• WRITTEN EXERCISE: Locate each line in the rows below that contains the word "house" and copy those lines out.
******************************
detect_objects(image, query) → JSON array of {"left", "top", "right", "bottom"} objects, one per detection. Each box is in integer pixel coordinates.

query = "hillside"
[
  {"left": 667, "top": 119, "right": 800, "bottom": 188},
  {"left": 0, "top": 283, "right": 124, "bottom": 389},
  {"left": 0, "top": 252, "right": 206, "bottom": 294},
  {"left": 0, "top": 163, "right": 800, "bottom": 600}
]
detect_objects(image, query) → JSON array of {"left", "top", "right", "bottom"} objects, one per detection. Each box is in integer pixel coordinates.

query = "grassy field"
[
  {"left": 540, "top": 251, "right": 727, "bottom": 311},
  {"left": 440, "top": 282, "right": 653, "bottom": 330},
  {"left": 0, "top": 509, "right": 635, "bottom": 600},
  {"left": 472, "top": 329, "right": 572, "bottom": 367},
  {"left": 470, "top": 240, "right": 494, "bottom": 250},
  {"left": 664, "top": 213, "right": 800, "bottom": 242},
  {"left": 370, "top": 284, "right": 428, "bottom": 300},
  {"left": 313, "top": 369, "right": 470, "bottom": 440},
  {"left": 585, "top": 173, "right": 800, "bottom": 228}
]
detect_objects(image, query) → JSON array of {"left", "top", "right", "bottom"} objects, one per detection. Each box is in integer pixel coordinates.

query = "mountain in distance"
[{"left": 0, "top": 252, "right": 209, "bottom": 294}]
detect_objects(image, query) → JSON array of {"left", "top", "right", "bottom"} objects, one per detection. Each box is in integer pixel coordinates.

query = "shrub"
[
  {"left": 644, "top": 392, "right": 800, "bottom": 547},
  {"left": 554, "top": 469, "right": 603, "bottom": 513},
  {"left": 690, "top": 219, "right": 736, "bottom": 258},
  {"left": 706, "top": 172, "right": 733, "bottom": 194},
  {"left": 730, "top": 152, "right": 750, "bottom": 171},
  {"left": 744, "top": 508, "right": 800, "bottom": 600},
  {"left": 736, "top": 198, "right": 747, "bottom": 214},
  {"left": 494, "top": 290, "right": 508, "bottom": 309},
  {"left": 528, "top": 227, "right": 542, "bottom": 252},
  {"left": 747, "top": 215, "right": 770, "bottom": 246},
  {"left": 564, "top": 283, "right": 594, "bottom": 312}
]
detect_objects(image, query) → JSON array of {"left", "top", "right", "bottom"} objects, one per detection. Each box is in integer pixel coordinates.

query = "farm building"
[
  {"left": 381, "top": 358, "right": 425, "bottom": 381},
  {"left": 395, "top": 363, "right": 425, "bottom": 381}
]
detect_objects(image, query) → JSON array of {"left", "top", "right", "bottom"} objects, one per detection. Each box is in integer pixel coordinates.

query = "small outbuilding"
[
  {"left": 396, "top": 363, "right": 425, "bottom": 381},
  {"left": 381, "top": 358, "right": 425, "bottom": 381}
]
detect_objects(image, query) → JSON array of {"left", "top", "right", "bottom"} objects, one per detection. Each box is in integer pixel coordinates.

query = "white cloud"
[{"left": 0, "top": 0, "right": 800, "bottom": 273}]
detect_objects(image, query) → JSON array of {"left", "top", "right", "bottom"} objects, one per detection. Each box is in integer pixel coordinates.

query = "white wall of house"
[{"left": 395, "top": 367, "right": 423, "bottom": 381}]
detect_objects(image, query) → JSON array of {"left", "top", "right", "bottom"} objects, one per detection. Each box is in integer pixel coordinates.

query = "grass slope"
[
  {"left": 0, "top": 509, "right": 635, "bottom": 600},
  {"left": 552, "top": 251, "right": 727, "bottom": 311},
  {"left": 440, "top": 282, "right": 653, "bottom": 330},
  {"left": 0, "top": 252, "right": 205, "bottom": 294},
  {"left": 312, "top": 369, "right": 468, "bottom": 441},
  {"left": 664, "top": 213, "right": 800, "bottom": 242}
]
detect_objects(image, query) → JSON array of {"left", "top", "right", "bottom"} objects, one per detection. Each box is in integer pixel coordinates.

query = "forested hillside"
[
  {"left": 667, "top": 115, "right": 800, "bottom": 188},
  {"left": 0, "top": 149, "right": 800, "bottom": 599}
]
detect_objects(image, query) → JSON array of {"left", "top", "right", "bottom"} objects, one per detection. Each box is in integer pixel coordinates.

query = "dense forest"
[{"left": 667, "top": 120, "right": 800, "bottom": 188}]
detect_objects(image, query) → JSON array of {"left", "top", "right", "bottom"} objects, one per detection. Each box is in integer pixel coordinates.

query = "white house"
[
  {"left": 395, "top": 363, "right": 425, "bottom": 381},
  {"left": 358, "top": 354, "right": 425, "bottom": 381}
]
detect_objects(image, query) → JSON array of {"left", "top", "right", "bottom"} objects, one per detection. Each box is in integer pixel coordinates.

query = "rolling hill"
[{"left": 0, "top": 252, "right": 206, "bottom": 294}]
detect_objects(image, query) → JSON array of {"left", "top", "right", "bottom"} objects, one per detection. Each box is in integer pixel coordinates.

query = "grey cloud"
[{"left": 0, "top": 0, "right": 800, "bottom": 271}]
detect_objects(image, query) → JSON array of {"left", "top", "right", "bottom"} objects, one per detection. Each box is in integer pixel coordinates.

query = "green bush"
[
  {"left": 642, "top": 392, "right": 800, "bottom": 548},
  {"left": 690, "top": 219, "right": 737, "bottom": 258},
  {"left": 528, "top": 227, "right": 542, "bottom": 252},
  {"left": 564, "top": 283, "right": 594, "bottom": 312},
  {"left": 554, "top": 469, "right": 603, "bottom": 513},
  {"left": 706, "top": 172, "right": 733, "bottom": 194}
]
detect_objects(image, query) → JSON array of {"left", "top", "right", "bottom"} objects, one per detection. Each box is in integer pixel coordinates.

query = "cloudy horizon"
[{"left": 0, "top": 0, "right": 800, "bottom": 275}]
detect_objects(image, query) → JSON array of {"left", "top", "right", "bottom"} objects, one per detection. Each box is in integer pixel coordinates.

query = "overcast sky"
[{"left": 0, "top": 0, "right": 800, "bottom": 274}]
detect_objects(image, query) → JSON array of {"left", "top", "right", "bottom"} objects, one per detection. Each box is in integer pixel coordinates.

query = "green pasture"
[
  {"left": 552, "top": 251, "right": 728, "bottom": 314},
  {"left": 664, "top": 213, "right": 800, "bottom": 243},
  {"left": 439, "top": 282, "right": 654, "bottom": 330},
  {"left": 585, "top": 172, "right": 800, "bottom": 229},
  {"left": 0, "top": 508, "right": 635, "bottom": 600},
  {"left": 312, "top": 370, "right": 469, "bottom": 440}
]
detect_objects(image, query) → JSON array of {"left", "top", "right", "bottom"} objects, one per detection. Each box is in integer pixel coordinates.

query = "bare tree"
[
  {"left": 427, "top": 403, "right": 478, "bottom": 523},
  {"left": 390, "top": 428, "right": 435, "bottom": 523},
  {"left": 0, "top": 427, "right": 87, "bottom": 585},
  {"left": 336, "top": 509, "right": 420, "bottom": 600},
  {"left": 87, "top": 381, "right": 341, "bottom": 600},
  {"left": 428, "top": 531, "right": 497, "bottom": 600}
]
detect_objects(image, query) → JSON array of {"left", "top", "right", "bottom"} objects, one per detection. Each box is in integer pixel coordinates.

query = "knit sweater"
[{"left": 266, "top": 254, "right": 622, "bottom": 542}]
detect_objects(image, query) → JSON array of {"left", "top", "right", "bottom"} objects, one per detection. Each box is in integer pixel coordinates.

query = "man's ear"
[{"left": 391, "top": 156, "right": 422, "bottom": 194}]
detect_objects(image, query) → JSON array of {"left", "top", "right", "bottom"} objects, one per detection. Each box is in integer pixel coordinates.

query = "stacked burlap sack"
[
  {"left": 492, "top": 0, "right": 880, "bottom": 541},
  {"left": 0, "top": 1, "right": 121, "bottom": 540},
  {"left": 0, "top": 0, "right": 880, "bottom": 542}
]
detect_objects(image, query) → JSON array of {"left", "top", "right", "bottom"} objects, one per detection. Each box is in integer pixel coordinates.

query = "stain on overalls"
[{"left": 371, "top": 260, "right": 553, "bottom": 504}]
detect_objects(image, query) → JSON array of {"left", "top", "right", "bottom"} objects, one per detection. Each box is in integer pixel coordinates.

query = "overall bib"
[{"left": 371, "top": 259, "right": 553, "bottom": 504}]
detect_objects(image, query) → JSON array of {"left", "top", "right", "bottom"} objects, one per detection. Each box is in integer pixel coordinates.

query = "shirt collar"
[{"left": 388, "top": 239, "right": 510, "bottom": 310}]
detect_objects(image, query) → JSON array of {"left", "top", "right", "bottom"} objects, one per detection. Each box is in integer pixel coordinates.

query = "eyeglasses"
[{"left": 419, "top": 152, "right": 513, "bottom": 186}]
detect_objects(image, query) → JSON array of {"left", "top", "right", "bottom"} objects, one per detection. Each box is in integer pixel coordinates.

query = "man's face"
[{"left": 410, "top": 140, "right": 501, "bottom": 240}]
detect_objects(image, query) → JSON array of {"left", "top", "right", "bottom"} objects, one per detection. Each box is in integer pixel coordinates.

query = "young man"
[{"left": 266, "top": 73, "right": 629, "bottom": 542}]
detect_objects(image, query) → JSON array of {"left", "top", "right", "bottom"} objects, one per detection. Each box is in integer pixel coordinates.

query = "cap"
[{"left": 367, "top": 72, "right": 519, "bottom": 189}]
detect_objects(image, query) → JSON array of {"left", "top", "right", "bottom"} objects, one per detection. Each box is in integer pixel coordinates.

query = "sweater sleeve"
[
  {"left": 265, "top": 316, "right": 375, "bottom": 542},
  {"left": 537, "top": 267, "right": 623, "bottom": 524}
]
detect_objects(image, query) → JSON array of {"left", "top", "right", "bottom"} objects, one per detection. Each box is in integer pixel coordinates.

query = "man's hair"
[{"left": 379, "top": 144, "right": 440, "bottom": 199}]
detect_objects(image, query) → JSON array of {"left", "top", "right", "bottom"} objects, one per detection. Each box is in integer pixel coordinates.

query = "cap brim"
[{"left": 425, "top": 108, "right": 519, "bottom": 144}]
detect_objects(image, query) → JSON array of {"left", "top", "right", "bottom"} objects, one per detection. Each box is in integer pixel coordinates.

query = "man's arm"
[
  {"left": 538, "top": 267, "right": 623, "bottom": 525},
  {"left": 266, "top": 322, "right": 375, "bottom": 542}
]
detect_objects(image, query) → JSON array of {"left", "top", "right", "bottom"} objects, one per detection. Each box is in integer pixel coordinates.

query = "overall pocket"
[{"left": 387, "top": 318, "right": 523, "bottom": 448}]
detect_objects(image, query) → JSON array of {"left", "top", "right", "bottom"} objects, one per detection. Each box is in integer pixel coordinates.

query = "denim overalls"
******************************
• COMPLETED TASK:
query = "white wall of house"
query = "white house"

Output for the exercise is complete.